*** Data supplied ***

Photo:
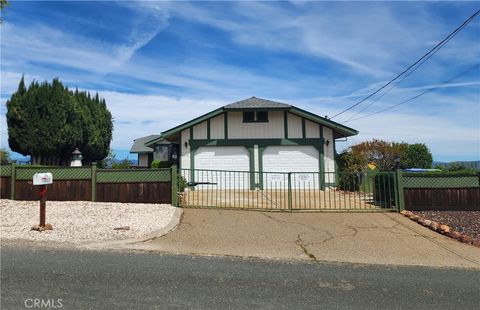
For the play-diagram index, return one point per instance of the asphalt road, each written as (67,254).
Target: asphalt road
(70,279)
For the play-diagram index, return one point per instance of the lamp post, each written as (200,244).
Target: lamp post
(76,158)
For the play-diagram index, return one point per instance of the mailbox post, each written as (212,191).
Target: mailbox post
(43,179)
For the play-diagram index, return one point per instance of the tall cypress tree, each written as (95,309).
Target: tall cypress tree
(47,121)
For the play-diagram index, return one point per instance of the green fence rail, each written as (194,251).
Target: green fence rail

***
*** Data supplied ***

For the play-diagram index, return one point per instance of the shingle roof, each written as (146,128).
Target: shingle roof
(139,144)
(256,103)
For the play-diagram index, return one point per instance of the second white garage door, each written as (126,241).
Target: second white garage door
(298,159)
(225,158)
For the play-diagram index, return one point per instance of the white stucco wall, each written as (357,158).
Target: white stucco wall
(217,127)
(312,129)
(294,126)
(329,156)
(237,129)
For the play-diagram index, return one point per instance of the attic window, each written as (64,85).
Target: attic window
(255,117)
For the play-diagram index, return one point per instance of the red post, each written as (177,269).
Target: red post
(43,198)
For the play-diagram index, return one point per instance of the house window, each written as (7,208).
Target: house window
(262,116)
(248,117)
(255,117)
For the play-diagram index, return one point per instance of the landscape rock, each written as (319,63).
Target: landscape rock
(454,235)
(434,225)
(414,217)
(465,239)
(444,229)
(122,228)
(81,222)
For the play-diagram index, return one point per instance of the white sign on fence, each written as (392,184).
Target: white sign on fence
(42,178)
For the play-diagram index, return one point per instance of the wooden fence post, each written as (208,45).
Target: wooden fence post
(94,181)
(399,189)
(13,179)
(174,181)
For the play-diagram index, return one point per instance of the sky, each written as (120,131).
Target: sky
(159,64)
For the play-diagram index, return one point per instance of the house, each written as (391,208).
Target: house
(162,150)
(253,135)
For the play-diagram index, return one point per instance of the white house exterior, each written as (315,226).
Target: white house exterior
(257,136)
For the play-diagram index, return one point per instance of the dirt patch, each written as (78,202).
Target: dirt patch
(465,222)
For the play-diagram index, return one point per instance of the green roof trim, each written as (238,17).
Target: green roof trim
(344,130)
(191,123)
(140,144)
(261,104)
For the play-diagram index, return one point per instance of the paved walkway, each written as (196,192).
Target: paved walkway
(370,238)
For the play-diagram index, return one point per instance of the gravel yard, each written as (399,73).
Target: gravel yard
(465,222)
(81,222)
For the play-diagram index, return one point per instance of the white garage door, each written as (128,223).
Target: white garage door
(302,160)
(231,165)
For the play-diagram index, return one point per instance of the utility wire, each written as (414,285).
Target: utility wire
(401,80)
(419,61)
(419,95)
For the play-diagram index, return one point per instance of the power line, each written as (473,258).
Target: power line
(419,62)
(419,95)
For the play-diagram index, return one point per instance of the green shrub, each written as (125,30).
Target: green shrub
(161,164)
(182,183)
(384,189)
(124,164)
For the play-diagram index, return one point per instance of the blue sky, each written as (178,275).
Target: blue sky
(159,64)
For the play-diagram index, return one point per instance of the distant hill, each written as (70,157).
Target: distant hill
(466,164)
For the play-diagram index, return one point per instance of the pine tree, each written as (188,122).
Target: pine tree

***

**Problem to solve**
Gather from the records above every line containing the string "rail".

**Task output**
For the play-diagram index, return one point per instance of the green fence rail, each written as (194,251).
Target: green fence rail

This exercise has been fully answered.